» Exercise
The entries below must be transcribed exactly. Leave nothing out.

※

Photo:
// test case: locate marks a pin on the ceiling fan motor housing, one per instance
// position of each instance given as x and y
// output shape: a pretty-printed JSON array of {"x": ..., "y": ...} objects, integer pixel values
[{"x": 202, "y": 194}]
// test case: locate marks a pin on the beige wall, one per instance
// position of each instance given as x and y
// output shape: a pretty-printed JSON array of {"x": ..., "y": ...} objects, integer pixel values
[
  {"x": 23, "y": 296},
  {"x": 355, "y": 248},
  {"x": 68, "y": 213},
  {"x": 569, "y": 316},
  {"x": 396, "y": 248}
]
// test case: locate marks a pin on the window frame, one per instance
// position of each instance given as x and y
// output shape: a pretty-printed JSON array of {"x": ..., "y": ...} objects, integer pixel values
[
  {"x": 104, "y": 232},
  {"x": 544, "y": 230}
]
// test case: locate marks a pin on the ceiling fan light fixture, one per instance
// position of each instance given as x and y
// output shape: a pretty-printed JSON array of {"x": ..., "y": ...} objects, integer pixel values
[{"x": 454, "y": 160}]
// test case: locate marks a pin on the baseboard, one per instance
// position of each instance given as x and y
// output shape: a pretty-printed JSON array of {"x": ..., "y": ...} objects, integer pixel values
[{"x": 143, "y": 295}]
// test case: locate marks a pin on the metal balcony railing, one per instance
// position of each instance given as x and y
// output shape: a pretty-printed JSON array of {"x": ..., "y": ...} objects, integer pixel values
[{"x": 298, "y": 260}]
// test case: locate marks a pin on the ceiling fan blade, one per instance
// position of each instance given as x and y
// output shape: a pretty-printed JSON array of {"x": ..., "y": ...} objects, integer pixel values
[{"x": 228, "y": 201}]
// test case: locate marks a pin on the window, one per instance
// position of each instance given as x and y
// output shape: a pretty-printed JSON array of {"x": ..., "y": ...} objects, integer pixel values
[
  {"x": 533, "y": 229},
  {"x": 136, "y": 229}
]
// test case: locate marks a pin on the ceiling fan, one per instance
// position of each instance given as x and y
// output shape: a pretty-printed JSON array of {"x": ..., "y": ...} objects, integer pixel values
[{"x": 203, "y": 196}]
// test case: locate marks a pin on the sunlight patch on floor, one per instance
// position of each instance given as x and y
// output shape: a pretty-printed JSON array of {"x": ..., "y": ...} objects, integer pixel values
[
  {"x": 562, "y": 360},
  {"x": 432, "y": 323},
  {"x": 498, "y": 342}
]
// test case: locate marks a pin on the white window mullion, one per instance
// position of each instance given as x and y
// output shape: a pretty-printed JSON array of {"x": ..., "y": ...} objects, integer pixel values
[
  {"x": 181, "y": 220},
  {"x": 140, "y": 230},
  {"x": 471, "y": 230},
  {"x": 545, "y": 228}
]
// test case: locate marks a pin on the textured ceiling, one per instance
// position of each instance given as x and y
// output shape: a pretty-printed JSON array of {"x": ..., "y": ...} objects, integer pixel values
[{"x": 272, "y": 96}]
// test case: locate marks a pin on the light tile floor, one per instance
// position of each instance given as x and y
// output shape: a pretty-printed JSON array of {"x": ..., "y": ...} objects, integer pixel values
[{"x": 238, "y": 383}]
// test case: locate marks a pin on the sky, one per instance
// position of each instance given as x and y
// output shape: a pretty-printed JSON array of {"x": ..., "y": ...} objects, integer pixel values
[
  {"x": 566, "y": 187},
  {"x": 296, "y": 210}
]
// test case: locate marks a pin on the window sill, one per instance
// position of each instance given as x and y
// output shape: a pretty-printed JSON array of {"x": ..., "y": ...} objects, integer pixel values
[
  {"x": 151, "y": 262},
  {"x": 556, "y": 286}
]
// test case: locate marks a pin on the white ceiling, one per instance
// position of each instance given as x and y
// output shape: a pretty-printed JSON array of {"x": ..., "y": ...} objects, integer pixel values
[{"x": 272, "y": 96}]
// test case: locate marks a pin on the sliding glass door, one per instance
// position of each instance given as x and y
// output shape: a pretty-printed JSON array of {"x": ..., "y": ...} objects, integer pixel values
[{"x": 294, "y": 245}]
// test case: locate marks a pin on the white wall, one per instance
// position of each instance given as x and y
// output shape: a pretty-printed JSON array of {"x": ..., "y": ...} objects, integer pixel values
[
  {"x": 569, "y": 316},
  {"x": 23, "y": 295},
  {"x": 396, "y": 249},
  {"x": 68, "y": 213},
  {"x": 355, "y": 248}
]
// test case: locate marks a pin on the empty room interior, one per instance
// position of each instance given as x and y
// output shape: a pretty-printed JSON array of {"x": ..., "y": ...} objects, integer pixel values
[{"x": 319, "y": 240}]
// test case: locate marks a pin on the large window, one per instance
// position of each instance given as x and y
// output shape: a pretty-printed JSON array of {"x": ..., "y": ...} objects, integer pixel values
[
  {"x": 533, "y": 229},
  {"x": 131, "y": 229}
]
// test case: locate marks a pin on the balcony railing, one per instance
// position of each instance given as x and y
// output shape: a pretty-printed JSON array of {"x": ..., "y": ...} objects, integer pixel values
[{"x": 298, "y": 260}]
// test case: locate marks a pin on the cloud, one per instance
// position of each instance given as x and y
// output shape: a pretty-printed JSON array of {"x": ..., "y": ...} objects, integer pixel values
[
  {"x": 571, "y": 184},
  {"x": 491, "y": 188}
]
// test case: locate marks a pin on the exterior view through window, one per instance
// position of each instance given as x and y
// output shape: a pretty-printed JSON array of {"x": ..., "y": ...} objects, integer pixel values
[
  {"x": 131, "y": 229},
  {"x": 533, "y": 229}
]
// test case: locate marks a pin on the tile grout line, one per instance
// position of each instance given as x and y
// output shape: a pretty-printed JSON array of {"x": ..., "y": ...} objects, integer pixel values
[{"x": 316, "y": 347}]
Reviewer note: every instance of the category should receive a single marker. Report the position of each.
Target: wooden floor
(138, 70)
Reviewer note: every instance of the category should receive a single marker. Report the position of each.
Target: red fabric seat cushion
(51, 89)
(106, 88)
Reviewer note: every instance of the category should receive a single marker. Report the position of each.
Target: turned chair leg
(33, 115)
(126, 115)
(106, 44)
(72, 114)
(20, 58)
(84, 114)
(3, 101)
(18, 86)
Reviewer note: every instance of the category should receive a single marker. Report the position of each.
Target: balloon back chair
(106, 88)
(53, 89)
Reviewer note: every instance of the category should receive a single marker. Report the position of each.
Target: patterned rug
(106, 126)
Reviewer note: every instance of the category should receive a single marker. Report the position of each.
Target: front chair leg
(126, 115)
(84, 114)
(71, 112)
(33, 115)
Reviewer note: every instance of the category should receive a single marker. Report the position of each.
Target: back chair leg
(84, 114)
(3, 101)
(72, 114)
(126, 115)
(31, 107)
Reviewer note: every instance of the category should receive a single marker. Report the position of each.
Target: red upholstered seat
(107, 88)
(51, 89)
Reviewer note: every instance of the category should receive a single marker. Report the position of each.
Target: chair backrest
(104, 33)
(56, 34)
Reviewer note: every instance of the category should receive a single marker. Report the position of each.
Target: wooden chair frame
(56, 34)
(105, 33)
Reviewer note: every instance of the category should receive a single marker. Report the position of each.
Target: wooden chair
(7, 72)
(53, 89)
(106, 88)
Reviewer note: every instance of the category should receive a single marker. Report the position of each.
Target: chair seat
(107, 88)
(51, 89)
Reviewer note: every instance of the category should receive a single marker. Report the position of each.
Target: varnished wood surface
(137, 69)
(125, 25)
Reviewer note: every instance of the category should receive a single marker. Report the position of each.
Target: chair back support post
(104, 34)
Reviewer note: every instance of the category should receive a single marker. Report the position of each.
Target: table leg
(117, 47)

※

» Response to the task
Photo:
// test case: locate marks a pin on the ceiling fan motor housing, one per instance
// position of each instance given as x and y
// output shape: a pretty-printed JSON array of {"x": ..., "y": ...} objects, integer pixel values
[{"x": 202, "y": 194}]
// test case: locate marks a pin on the beige wall, one per instance
// position of each instance given as x and y
// output shape: a pretty-printed JSON array of {"x": ..., "y": ...} objects, integer pixel values
[
  {"x": 23, "y": 296},
  {"x": 355, "y": 248},
  {"x": 68, "y": 213},
  {"x": 569, "y": 316},
  {"x": 396, "y": 248}
]
// test case: locate marks a pin on the window frame, one per instance
// position of each instance given as x and y
// output shape: a pretty-printed JSON array of {"x": ..., "y": ...} objects, integer pixel values
[
  {"x": 104, "y": 232},
  {"x": 544, "y": 230}
]
// test case: locate marks a pin on the ceiling fan light fixture, one per instance
// position of each instance given as x and y
// output shape: a pretty-printed JSON array of {"x": ..., "y": ...} objects, integer pixel values
[{"x": 454, "y": 160}]
// test case: locate marks a pin on the baseboard, one per instance
// position of each instance given as x and y
// output shape: a pretty-printed JSON array of {"x": ..., "y": ...} objects, integer pixel values
[{"x": 143, "y": 295}]
// test case: locate marks a pin on the metal balcony railing, one per instance
// position of each instance given as x and y
// output shape: a pretty-printed JSON array of {"x": ..., "y": ...} objects, integer pixel values
[{"x": 298, "y": 260}]
// test case: locate marks a pin on the ceiling fan blade, one per instance
// position of each instance given as x and y
// output shape: a pretty-printed JSON array of {"x": ..., "y": ...} objects, integer pixel values
[{"x": 228, "y": 201}]
// test case: locate marks a pin on the window, one per instance
// position of each instance given as x and y
// output shape: a pretty-printed JSON array of {"x": ..., "y": ...} objects, integer pixel values
[
  {"x": 533, "y": 229},
  {"x": 136, "y": 229}
]
// test case: locate marks a pin on the ceiling fan, one per instance
// position of each instance given as x and y
// output shape: a pretty-printed JSON array of {"x": ..., "y": ...} objects, integer pixel values
[{"x": 203, "y": 196}]
// test case: locate marks a pin on the sunlight patch on floor, one per instance
// position of each instance given as x and y
// output shape: a pretty-printed JSON array of {"x": ..., "y": ...} objects, integer pixel values
[
  {"x": 562, "y": 360},
  {"x": 432, "y": 323},
  {"x": 498, "y": 342}
]
// test case: locate marks a pin on the white window mullion, one per instance
// position of each instance given as x and y
// output shape: a pretty-printed JSON array of {"x": ..., "y": ...} objects, integer pixel values
[
  {"x": 181, "y": 220},
  {"x": 140, "y": 230},
  {"x": 471, "y": 230},
  {"x": 545, "y": 228}
]
// test case: locate marks a pin on the textured ceiling, one per instance
// position of each instance given as x and y
// output shape: a pretty-printed JSON array of {"x": ..., "y": ...} objects, integer pixel values
[{"x": 272, "y": 96}]
// test case: locate marks a pin on the light tile floor, one per instance
// position of each instance given as x and y
// output shape: a pretty-printed JSON array of {"x": ..., "y": ...} objects, integer pixel values
[{"x": 238, "y": 383}]
// test case: locate marks a pin on the sky, one per instance
// position of each instance given as x and y
// output shape: a pretty-printed JSON array of {"x": ..., "y": ...} objects, integer pixel values
[
  {"x": 566, "y": 187},
  {"x": 296, "y": 210}
]
// test case: locate marks a pin on the window sill, one per instance
// position of each instance given as x and y
// output shape: a pretty-printed JSON array of {"x": ..., "y": ...} objects, integer pixel values
[
  {"x": 151, "y": 262},
  {"x": 556, "y": 286}
]
// test case: locate marks a pin on the white ceiling, one per instance
// position of each instance given as x and y
// output shape: a pretty-printed JSON array of {"x": ..., "y": ...} objects, integer pixel values
[{"x": 272, "y": 96}]
// test case: locate marks a pin on the sliding glass door, one per instance
// position of each instance given as x and y
// output shape: a pretty-printed JSON array of {"x": ..., "y": ...} objects, integer pixel values
[{"x": 294, "y": 245}]
// test case: locate marks a pin on the white wall, one per instance
// position of each instance given as x and y
// output shape: a pretty-printed JSON array of {"x": ..., "y": ...} objects, integer pixel values
[
  {"x": 569, "y": 316},
  {"x": 23, "y": 295},
  {"x": 396, "y": 249},
  {"x": 68, "y": 213},
  {"x": 355, "y": 248}
]
// test case: locate marks a pin on the empty room interior, one per instance
// position of each instance given as x and y
// output shape: a pretty-printed JSON array of {"x": ..., "y": ...} objects, integer pixel values
[{"x": 319, "y": 240}]
// test case: locate marks a pin on the large window, one per instance
// position of each instance given as x and y
// output shape: a pretty-printed JSON array of {"x": ..., "y": ...} objects, integer pixel values
[
  {"x": 533, "y": 229},
  {"x": 131, "y": 229}
]
// test case: locate marks a pin on the balcony railing, one per instance
// position of each instance given as x and y
// output shape: a pretty-printed JSON array of {"x": ..., "y": ...} objects, integer pixel values
[{"x": 298, "y": 260}]
// test case: locate marks a pin on the cloud, one per instance
// position of each instance given as x and y
// output shape: a pretty-printed JSON array of {"x": ..., "y": ...} objects, integer pixel values
[
  {"x": 571, "y": 184},
  {"x": 491, "y": 188}
]
// test case: locate marks a pin on the exterior view through window, one per instance
// position of each instance given as x and y
// output shape: a pretty-printed JSON array of {"x": ..., "y": ...} objects, integer pixel values
[
  {"x": 131, "y": 229},
  {"x": 533, "y": 229}
]
// test case: locate marks a pin on the tile grout line, one per instance
// position of each instance given as x and y
// output shape: a pretty-printed JSON array of {"x": ..., "y": ...} objects, integer pixel values
[{"x": 316, "y": 347}]
Reviewer note: every instance of the category should receive a single marker. Report the position of each.
Target: wooden floor
(138, 70)
Reviewer note: every instance of the category should receive a single marker. Report the position of each.
Target: red fabric seat cushion
(51, 89)
(106, 88)
Reviewer note: every instance of the category should receive a single marker. Report the position of each.
Target: turned chair leg
(33, 115)
(126, 115)
(106, 44)
(72, 114)
(20, 58)
(84, 114)
(3, 101)
(18, 86)
Reviewer note: every instance of the category should receive a single marker. Report the position of each.
Target: balloon back chair
(106, 88)
(53, 89)
Reviewer note: every instance of the category should receive a single marker. Report the position of each.
Target: patterned rug
(106, 126)
Reviewer note: every instance of the category should receive a single marker. Report the position of each.
Target: front chair leg
(126, 115)
(84, 114)
(71, 112)
(33, 115)
Reviewer note: every instance of the category should receive a single marker. Report the position of each.
Target: back chair leg
(84, 114)
(3, 101)
(72, 114)
(126, 115)
(31, 107)
Reviewer note: every instance of the category should receive a single marker. Report the position of each.
Target: red upholstered seat
(107, 88)
(51, 89)
Reviewer note: every instance of the category should receive a single marker. Report the position of each.
Target: chair backrest
(104, 33)
(56, 34)
Reviewer note: every instance of the category should receive a single marker. Report the position of each.
Target: wooden chair frame
(56, 34)
(105, 33)
Reviewer note: every instance of the category should receive a single marker. Report the position of each.
Target: wooden chair
(7, 72)
(53, 89)
(106, 88)
Reviewer note: every instance of the category should receive a single marker. Report the position of each.
Target: chair seat
(107, 88)
(51, 89)
Reviewer note: every instance of the category should receive a single marker. Report the position of each.
Target: varnished wood surface
(137, 69)
(125, 25)
Reviewer note: every instance of the category should receive a single marker. Report the position of each.
Target: chair back support post
(104, 34)
Reviewer note: every instance of the category should receive a single marker. Report the position of each.
Target: table leg
(117, 47)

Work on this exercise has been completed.